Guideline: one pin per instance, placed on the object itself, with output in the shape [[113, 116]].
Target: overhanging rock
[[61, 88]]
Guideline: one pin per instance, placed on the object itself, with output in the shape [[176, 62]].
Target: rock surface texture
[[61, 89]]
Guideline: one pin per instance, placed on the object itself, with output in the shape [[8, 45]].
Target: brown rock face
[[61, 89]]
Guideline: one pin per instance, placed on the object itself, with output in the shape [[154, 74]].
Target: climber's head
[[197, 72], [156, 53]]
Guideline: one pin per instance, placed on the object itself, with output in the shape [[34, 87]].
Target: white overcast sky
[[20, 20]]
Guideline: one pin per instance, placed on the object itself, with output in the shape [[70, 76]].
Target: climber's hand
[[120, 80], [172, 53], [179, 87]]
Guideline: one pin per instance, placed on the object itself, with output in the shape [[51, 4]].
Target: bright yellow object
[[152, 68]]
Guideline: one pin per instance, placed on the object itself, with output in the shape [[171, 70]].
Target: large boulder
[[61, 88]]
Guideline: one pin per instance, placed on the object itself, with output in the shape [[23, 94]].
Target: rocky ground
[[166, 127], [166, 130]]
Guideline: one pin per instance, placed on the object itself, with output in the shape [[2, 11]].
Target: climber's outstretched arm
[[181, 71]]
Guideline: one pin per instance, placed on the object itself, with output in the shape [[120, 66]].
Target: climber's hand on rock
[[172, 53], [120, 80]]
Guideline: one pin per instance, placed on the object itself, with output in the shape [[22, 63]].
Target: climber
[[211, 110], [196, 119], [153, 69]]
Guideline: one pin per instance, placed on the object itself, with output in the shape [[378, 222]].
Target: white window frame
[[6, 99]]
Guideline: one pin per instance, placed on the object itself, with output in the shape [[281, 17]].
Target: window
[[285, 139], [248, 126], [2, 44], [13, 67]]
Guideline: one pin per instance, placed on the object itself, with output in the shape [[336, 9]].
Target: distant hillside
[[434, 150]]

Required work: Reproduce the items word for word, from the beginning of the items through the line containing "[[152, 68]]".

Reply:
Guideline: one pin per instance, placed on the object itself, with output in the shape [[113, 116]].
Target: overhanging rock
[[61, 88]]
Guideline: one pin per instance, placed on the object itself, with output in the shape [[176, 62]].
Target: rock surface texture
[[61, 89]]
Guideline: one pin per instance, placed on the object itself, with output in the shape [[8, 45]].
Target: brown rock face
[[61, 89]]
Guideline: one pin per instance, placed on the object itself, with output in the shape [[154, 74]].
Target: climber's head
[[197, 72], [156, 53]]
Guideline: one pin per instance, placed on the object itself, with output in the shape [[34, 87]].
Target: white overcast sky
[[20, 20]]
Guideline: one pin per instance, placed on the object itself, with output in the shape [[70, 76]].
Target: climber's hand
[[120, 80], [172, 53], [179, 87]]
Guideline: one pin per instance, placed on the object itself, with output in the shape [[51, 4]].
Target: bright yellow object
[[152, 68]]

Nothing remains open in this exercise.